## Short problem:
List every person the article below on the Senate leadership election names, in the order each first appears.

# start of Article

So, for a meeting of one of the parties to lead to the closure of the Assembly would be unfair. The issue that led to some PDP members joining the APC should not be quickly forgotten,” Alegeh said.
Sagay argued that the process leading to Saraki’s emergence was fraudulent. He also queried Saraki’s moral credentials.
“If you look at the moral point of view, that purported election was fraudulent. When you purport to hold an election deliberately in the absence of your opponent, knowing that he is absent, and intending to win at any cost unopposed by ensuring that absence, that constitutes fraud.
“Not only that, I think it’s an act of gross indiscipline, not just against his party, but against the whole country because we are all stakeholders in the electoral process, in who becomes the Senate President and we all felt cheated because there was no proper election. Again, it’s also an act of gross impunity.
“In effect, he was saying ‘I know my opponent is keenly interested in contesting, I know my opponent is not here yet, and therefore, I will rush an election in his absence in order to be certain of victory at any cost.’ It’s absolutely unacceptable in a decent democracy.
“My opposition to his sitting illegitimately in that office is not because of his (Saraki’s) “baggage”; he may not be my first choice. But if he had won legitimately, in a fair, square and equitable way, I would have no objection. Yes, he has a huge baggage. Presently as far as I know, he’s under investigation and possibly a lot of inquiry by the EFCC. The matter has not been cleared.
Normally, it would be better for the first arm of government – that is what the legislature is, and he is the third most senior political personality in the country – for that person to have a clear table; not to have any baggage hanging around his neck.
“This is because if you have a heavy baggage like that hanging on your neck, and you’re presiding over such an important establishment, then that establishment is also going to carry that heavy weight of a burden along with you, and it will necessarily affect the respect and intergrity which his decisions will have and the whole process of operation of that institution will be impeded by that heavy load,” Sagay said.
Magaji praised the party for the matured way it has chosen to handle the issue, and for not insisting on sanctioning Saraki and others.
He said it was dangerous for the party, at this stage, to seek to be dictatorial. He urged the party to be magnanimous and learn to accommodate the interest of its members, particularly those who risked their all for its success.
Adegboruwa, who contended that the issue of legitimacy was not in question here, noted that whether one goes by the simple majority of 55 Senators, as prescribed by the Constitution, or that of 38 Senators, as prescribed by the Rules of the Senate, the Senate leadership was properly and validly elected.
“It is indeed unfortunate, that some Senators chose not to be present at the inauguration, for whatever reasons. Their absence, without lawful excuse, will not invalidate the proceedings of the Senate of June 9, 2015.
“Upon proclamation of the Senate by the President through the Clerk, the business of the Senate had commenced. There was then immediately a transition of power, from the President to the Clerk. The only duty of the Clerk was to proclaim.

# end of Article
# start of Material supplied

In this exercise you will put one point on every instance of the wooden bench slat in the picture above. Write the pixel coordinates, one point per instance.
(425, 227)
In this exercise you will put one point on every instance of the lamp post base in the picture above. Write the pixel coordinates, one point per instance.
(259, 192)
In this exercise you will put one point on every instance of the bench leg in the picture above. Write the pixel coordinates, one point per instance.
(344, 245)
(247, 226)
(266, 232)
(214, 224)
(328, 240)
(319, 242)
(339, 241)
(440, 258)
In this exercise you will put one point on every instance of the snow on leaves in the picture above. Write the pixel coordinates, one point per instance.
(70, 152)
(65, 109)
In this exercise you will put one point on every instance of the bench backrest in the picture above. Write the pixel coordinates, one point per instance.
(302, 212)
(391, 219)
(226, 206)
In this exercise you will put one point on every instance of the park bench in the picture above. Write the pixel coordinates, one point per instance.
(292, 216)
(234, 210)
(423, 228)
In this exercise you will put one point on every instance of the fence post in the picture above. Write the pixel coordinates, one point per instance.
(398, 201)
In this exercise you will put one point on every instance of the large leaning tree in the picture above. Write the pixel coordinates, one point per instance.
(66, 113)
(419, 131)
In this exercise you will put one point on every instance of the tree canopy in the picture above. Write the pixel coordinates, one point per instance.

# end of Material supplied

## Correct response:
Alegeh, Sagay, Saraki, Magaji, Adegboruwa